Ini surat
kutuliskan kepada angin. Meski mungkin, hanya menjadi surat yang tak akan
pernah sampai. Terabaikan atau terbang tanpa arah. Dialah angin, aku tak pernah
tahu kemana ia akan berhembus. Sesekali padaku, dan selanjutnya menghilang.
Sepucuk surat yang sejatinya aku lebih ingin untuk berteriak, hanya saja aku
takut. Jikalau angin justru menghempaskanku lebih jauh. Biarlah aku duduk dan
berhenti sejenak di tempat ini, menulis sepucuk surat dan meninggalkannya pada angin.
Kalau-kalau surat ini bisa teralamatkan dengan benar.
Teruntuk kekasihku,
Angin
Kau, aku bukan sebatas memujamu. Meski
mencoba aku tidak pernah memujamu.. Hanya saja aku menyayangimu dan aku tak
pernah tahu mengapa aku harus menyayangimu. Aku bahkan tak pernah bisa
menemukan alasan yang bisa menguatkan akalku untuk aku berkata aku
menyayangimu. Hanya saja hatiku selalu meneriakkan kata itu, memaksaku sekeras
itu hingga aku tak mampu menahan diri untuk aku berteriak, “Aku menyayangimu”.
Teruntuk kekasihku,
Angin
Aku pikir kenapa aku berhenti disini
menunggumu karena aku menemukan alasan untuk aku tersenyum. Aku menemukan
alasan untuk aku tertawa tanpa harus memaksa aku harus tertawa dan berpikir
untuk bagaimana aku bisa tertawa. Hanya sesederhanan itu. Dan aku juga tak
perlu memaksakan diri untuk mencoba merasa nyaman. Rasanya begitu hangat saat
aku bisa bersandar. Hanya sesederhana itu. Aku pikir aku sudah menemukan teman
yang bisa selalu menenangkanku saat aku takut, bersandar saat aku letih,
mendengar, memahami, dan menjaga. Mungkin yang terkahir ini sedikit tidak
sederhana. Dan semuanya menjadi semakin rumit.
Teruntuk kekasihku,
Angin
Benar, tidak sesederhana itu. Mungkin karena
aku bukan manusia yang sederhana. Ku kemas diriku menjadi sederhana, bertindak
sesederhana mungkin, dan selalu ingin menjadi sederhana. Kenyataanya aku
tetaplah aku. Manusia dengan pikiran dan hati yang tak pernah sederhana.
────────────────
Yang Dikerjakan:
Teruskan surat untuk angin di atas, mulai setelah kalimat terakhirnya.
────────────────
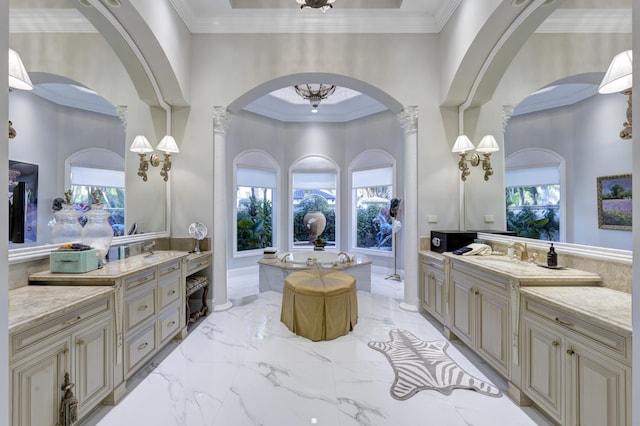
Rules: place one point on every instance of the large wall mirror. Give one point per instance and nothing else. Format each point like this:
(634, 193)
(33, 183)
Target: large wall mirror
(84, 112)
(547, 112)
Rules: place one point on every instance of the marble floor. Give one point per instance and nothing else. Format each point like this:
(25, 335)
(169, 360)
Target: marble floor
(244, 367)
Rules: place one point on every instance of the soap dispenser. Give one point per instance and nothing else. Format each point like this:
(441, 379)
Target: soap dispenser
(552, 256)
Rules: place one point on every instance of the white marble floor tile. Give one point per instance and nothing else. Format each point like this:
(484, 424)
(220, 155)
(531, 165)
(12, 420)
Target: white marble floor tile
(244, 367)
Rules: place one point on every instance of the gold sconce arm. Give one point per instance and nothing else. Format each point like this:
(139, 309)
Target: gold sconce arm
(166, 166)
(486, 166)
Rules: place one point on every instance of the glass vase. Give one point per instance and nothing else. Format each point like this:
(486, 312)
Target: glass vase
(67, 228)
(98, 233)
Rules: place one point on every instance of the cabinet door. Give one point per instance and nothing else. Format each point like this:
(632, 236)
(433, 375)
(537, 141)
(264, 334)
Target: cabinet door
(492, 338)
(36, 383)
(463, 311)
(440, 298)
(598, 392)
(542, 367)
(94, 364)
(426, 287)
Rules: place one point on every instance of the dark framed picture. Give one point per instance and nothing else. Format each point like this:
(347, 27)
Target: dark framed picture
(614, 202)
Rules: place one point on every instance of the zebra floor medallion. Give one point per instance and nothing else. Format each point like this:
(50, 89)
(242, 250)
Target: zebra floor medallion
(420, 365)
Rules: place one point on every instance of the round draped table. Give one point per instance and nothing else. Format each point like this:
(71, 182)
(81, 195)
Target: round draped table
(319, 306)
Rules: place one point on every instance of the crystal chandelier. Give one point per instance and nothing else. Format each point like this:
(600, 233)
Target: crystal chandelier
(323, 5)
(314, 93)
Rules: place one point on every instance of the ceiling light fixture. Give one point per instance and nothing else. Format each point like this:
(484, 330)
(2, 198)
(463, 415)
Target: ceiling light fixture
(314, 93)
(323, 5)
(619, 79)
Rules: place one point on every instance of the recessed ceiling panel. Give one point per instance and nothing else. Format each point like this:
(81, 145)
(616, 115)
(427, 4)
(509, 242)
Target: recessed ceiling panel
(342, 4)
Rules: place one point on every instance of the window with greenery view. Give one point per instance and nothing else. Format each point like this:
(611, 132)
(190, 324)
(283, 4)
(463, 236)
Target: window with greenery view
(312, 193)
(85, 180)
(254, 208)
(372, 193)
(532, 197)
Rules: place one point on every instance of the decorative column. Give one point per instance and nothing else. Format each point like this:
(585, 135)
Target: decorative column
(221, 118)
(409, 121)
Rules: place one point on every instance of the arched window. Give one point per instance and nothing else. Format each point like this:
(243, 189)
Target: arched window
(97, 168)
(372, 186)
(256, 182)
(533, 188)
(314, 202)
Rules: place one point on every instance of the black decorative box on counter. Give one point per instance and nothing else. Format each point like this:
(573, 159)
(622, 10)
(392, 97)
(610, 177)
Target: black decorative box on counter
(442, 241)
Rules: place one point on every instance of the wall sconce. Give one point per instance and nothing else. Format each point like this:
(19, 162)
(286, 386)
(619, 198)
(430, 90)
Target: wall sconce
(141, 146)
(486, 146)
(18, 79)
(619, 79)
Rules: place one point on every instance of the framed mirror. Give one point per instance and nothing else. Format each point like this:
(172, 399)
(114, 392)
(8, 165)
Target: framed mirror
(551, 106)
(84, 102)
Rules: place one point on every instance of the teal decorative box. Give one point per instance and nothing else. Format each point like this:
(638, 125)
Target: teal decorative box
(73, 262)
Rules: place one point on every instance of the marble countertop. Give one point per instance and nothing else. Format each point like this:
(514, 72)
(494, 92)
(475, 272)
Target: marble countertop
(598, 305)
(112, 270)
(29, 305)
(529, 273)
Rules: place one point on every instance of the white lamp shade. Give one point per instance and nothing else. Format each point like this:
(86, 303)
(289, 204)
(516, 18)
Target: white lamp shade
(141, 145)
(619, 76)
(488, 144)
(18, 76)
(462, 145)
(168, 145)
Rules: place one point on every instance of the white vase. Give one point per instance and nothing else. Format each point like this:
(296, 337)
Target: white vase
(98, 233)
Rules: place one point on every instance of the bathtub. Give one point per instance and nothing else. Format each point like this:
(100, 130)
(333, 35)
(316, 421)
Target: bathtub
(274, 270)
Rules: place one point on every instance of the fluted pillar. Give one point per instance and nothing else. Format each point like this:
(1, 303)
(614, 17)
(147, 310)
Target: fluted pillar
(221, 118)
(409, 121)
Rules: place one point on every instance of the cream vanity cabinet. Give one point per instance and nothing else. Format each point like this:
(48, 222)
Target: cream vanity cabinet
(480, 313)
(577, 367)
(149, 306)
(434, 291)
(55, 333)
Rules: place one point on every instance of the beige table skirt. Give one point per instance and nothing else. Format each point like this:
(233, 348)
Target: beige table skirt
(319, 307)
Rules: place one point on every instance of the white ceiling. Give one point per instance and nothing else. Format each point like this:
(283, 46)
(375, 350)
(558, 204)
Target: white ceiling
(347, 16)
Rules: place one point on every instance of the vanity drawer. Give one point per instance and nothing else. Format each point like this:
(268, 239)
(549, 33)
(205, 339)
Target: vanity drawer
(135, 281)
(138, 307)
(613, 344)
(27, 338)
(169, 323)
(199, 263)
(169, 290)
(138, 347)
(169, 269)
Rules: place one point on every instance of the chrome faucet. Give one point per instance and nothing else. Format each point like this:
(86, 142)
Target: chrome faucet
(148, 248)
(346, 256)
(522, 249)
(283, 259)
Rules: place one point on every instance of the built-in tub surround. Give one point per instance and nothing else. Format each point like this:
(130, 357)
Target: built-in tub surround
(273, 271)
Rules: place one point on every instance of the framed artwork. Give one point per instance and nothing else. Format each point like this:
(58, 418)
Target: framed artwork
(614, 202)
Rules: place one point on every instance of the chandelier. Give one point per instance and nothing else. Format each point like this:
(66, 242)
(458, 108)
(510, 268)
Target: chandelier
(314, 93)
(323, 5)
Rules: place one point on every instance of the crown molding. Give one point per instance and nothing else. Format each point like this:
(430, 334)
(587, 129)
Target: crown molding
(49, 21)
(599, 21)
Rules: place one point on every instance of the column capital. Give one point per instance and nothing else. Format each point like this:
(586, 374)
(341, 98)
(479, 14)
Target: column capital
(409, 118)
(221, 118)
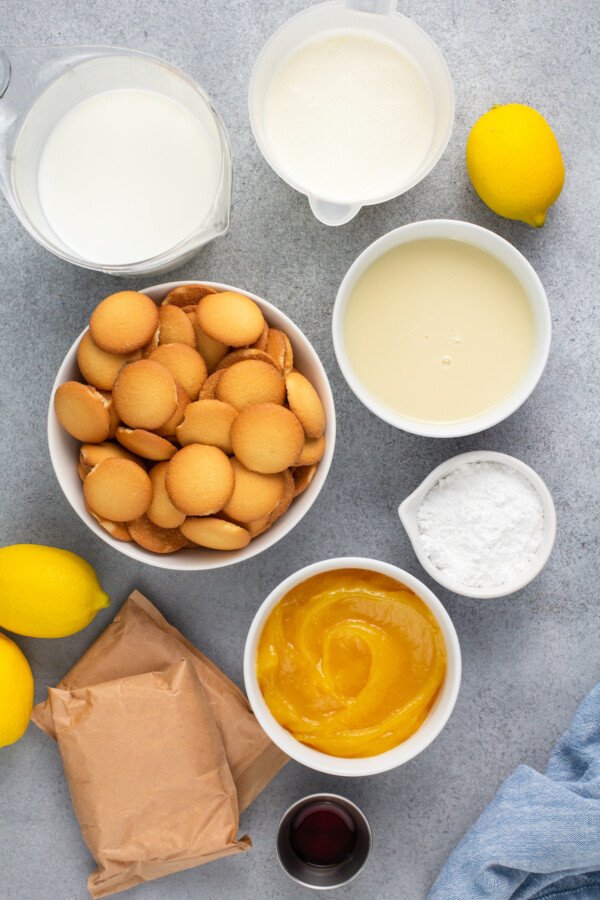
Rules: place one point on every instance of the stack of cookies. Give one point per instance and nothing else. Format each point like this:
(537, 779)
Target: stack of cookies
(196, 429)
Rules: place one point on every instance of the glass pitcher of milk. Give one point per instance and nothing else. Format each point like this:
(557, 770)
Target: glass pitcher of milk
(112, 159)
(352, 104)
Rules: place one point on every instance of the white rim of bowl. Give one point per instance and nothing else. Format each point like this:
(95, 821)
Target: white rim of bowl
(407, 512)
(263, 146)
(505, 252)
(279, 530)
(355, 766)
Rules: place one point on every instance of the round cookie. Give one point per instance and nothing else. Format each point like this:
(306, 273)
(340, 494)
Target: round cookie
(161, 511)
(245, 353)
(208, 390)
(118, 490)
(259, 526)
(152, 537)
(211, 351)
(287, 495)
(91, 455)
(250, 381)
(279, 349)
(151, 345)
(145, 443)
(199, 480)
(207, 422)
(82, 411)
(306, 404)
(124, 322)
(217, 534)
(174, 327)
(98, 367)
(303, 475)
(231, 318)
(187, 294)
(312, 452)
(144, 394)
(113, 418)
(254, 495)
(185, 365)
(267, 438)
(118, 530)
(168, 429)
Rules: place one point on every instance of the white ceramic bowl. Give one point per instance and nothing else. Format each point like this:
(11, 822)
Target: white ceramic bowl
(64, 450)
(408, 516)
(383, 762)
(492, 244)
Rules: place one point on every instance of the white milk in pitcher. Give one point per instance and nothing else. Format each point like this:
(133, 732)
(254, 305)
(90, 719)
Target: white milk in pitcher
(126, 175)
(349, 117)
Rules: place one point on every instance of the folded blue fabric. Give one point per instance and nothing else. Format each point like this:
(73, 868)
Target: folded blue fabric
(540, 835)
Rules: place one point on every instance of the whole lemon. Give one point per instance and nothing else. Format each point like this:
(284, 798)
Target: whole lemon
(16, 692)
(47, 592)
(515, 163)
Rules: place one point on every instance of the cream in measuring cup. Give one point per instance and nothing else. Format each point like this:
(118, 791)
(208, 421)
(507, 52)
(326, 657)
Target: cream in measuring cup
(351, 104)
(127, 174)
(349, 115)
(112, 159)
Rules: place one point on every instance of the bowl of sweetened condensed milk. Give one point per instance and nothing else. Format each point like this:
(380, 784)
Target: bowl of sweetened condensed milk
(441, 328)
(352, 666)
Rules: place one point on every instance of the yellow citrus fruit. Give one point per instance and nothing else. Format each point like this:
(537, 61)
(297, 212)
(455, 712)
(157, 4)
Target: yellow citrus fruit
(515, 163)
(16, 692)
(47, 592)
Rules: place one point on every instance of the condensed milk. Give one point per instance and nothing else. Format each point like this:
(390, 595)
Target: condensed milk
(439, 330)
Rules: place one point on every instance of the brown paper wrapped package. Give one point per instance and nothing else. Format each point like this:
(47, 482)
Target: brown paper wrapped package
(140, 640)
(148, 775)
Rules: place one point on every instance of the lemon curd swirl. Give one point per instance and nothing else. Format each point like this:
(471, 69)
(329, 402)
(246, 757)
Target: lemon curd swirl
(350, 662)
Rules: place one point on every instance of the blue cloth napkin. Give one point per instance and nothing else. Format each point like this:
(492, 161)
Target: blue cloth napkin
(540, 835)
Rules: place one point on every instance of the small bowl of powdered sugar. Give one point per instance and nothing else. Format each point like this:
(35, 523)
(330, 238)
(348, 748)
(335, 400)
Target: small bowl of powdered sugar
(482, 524)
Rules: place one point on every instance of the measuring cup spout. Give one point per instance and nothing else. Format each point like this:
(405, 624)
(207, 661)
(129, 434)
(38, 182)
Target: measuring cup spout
(378, 7)
(333, 213)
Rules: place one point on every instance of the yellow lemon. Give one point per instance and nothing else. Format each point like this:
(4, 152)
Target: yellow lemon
(515, 163)
(16, 692)
(46, 592)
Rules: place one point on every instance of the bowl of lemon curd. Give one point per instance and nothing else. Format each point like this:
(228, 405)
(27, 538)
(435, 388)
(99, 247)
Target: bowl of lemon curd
(441, 328)
(352, 666)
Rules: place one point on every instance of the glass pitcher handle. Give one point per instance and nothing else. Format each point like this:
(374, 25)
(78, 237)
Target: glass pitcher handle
(378, 7)
(4, 72)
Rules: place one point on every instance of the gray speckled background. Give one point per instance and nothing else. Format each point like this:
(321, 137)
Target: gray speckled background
(529, 658)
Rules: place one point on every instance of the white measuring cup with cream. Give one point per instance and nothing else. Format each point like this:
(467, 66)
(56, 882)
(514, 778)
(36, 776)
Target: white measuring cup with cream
(352, 104)
(112, 159)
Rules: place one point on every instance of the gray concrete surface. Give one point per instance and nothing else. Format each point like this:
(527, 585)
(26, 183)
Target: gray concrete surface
(529, 658)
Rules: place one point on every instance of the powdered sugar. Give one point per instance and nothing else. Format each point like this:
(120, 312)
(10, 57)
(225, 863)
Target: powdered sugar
(482, 524)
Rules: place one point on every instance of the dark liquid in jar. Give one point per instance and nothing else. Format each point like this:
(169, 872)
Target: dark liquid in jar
(323, 834)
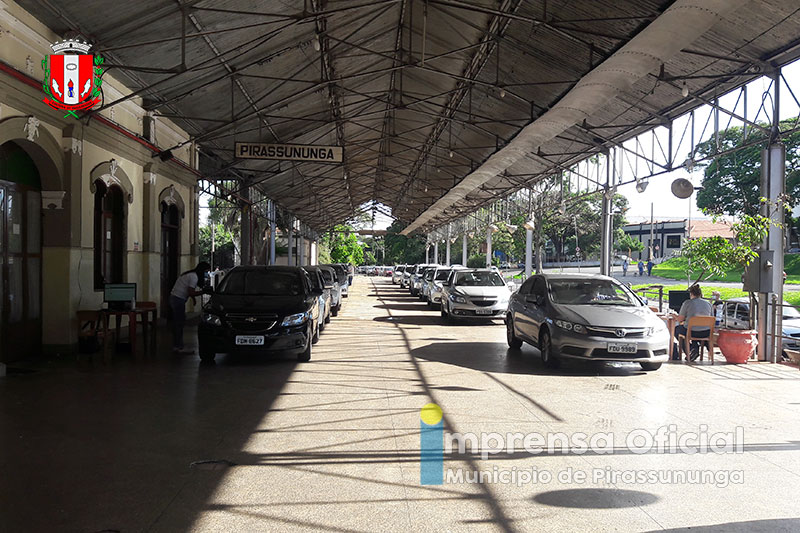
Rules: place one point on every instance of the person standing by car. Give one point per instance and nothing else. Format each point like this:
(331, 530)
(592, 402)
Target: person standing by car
────────────────
Jawaban Latihan:
Sungguh pun aku tak pernah mampu menutupi kekukaranganku ini. Aku tidak
memiliki kemampuan untuk berpikir dan bertindak dengan sederhana.
Awalnya hanya duduk manis, menunggumu.
Bersendau gurau sesekali dan menagih janji romantisme malam hari. Dalam buaian
hembusan angin. Namun, lama-kelamaan semuanya memudar. Mungkin sudah menjadi
hambar. Bukan, bukan aku kehilangan rasa sayangku pada angin. Hanya
ketidaksederhaan berpikirku membuatku selalu merasa takut. Kalau-kalau angin
yang sejenak berhembus pergi tak akan pernah kembali. Aku mulai berteriak,
memukul-mukul, menangis, memanja, mencuri perhatian. Apapun, aku mulai
bertindak tidak sederhana. Tanpa menurutkan akal hanya rasa takut yang
kuagungkan. Kuakui aku bodoh, tapi apa yang bisa kukendalikan jika ini memang terlalu kuat. Kekasihku angin
mulai enggan berhembus.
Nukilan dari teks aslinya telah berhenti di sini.